■ **SHORT EXERCISE**
Reproduce the entries below verbatim, beginning with the line that contains "Exercise. Point to the wooden table" and continuing through the last line of the entries.

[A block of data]

☆ ☆ ☆ ☆

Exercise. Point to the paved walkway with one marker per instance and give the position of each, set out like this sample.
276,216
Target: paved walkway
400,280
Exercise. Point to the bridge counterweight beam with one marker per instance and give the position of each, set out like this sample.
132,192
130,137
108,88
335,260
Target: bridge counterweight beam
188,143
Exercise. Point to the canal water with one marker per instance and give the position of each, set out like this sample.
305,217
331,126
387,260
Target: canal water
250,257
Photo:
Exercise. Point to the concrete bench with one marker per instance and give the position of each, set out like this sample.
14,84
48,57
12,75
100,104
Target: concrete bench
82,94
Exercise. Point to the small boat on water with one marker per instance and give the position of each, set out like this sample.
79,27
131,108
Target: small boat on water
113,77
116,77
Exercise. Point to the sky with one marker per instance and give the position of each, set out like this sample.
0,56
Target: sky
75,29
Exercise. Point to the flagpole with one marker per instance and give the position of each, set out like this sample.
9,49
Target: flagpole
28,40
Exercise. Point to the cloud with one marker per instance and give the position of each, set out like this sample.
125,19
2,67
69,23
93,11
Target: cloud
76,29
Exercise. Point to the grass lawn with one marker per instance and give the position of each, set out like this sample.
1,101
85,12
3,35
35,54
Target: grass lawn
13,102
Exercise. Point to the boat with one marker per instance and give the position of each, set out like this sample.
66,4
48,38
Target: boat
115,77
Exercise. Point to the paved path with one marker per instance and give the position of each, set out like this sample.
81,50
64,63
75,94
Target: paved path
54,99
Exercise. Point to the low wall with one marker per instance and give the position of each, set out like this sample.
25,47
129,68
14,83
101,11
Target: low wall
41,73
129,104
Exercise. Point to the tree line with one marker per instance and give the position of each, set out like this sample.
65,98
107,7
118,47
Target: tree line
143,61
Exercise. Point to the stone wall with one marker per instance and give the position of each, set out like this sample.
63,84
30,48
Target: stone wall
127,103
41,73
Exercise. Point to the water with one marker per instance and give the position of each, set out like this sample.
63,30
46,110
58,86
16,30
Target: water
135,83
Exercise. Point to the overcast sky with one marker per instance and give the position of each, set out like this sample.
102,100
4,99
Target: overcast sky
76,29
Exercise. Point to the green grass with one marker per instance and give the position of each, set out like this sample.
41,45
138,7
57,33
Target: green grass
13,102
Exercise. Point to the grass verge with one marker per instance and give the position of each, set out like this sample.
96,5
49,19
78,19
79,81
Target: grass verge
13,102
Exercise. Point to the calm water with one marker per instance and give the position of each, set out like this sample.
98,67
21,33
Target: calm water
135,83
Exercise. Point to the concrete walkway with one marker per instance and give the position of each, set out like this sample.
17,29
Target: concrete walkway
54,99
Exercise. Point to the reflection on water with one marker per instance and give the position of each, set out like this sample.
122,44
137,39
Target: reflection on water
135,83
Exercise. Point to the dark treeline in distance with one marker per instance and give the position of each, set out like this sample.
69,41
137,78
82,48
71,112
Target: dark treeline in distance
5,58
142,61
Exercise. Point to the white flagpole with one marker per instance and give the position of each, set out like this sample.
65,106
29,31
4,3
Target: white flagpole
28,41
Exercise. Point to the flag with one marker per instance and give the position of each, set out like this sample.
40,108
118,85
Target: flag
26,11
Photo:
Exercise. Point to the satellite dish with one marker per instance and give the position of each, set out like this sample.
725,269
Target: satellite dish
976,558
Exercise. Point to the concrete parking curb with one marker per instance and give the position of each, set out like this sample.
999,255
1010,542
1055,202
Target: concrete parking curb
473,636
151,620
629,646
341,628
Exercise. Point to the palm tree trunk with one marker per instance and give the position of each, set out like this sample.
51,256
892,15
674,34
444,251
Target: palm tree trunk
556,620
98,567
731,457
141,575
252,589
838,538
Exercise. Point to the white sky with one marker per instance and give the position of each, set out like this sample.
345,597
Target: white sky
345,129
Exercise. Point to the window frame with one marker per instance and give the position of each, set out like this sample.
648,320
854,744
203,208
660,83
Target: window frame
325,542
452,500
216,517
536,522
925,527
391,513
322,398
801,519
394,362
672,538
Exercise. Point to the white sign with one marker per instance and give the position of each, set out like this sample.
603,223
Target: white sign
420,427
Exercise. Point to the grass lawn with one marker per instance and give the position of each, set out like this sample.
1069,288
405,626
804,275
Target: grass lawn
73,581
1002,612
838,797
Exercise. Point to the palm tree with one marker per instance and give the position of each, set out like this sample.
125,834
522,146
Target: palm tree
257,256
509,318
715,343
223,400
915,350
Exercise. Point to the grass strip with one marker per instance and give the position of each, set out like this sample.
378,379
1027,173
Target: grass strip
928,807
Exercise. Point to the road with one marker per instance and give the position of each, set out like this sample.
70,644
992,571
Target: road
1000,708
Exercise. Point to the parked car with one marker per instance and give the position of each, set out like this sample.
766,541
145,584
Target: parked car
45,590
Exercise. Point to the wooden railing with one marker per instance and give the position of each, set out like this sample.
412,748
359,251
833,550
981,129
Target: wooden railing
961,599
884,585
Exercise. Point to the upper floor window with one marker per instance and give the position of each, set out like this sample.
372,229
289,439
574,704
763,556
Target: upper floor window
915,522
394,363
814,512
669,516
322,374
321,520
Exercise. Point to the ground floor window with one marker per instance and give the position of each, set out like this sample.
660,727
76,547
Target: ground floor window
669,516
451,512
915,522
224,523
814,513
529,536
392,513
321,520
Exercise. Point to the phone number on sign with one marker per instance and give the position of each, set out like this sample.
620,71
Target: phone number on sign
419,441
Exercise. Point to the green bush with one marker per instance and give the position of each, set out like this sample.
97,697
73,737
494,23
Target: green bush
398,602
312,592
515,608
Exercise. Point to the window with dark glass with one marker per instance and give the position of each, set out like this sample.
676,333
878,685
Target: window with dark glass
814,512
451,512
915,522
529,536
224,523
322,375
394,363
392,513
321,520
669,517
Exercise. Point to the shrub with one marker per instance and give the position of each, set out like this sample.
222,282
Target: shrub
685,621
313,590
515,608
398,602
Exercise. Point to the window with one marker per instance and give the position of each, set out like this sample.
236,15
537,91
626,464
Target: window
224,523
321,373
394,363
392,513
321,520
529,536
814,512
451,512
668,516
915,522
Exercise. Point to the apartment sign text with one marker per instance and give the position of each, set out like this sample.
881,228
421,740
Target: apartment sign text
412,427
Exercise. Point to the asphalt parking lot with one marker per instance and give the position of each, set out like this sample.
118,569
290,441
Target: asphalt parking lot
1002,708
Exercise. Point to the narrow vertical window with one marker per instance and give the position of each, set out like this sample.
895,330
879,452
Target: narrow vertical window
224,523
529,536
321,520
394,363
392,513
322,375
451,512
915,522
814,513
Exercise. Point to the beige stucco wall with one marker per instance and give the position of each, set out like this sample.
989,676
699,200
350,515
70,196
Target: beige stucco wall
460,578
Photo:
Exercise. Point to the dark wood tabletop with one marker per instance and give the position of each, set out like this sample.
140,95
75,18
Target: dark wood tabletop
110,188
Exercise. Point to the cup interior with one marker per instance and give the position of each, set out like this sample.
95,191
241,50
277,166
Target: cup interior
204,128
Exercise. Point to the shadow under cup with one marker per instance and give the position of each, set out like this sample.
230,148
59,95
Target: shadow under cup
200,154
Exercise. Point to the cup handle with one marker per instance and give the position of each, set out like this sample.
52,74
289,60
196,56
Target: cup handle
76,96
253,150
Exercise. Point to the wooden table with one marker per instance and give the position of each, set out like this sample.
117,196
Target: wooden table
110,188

☆ ☆ ☆ ☆

■ **WRITTEN SOLUTION**
Exercise. Point to the wooden table with one marker per instance and give the position of each, set out like this sample.
117,196
Target: wooden table
110,188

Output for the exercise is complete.